Data to examine Start Marker

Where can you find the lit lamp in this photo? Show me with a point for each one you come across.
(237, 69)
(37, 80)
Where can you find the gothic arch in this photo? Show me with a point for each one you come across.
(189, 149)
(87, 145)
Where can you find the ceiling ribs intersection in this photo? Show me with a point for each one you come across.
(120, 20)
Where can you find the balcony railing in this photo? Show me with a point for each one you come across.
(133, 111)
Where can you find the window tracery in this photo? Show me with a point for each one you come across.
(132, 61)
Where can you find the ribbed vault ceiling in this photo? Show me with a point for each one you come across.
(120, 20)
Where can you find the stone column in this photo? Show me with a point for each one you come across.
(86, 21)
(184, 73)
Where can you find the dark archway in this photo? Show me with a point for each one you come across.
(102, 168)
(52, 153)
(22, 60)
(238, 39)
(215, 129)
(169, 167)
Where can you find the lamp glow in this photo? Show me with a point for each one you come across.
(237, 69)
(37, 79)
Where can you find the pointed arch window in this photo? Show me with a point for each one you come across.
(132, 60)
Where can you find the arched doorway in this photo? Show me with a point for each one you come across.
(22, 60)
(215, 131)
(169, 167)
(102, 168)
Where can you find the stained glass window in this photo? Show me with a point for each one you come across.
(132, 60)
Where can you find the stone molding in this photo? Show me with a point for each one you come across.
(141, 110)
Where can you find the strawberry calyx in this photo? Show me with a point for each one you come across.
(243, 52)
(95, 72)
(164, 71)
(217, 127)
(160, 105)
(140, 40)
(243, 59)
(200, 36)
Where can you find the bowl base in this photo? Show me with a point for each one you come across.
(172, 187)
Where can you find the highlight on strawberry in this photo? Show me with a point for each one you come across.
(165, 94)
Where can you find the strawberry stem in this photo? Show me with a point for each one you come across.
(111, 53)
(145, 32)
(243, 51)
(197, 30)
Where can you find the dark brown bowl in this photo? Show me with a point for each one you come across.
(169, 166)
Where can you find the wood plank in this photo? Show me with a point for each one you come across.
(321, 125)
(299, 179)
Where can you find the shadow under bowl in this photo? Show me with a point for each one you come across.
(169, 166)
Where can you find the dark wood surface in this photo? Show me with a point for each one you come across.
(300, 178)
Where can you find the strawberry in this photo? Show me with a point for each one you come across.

Data to examine End Marker

* Required work *
Could you set down exactly the lines from the one containing "Where can you find the dark brown" through the last line of the records above, both included?

* Expected answer *
Where can you find the dark brown bowl in this photo? Show me with a point for each one you come across.
(169, 166)
Where can you find the wood plank in this photo? Show me with a point for each one you come across.
(321, 125)
(299, 179)
Where can you find the shadow under bowl in this photo? Show me with a point for each one you come across.
(169, 166)
Where can you find the dark wood surface in this photo? Show me with a point for each one you come across.
(300, 178)
Where can you find the strawberry in this photo? Show me with a point for each one you come across.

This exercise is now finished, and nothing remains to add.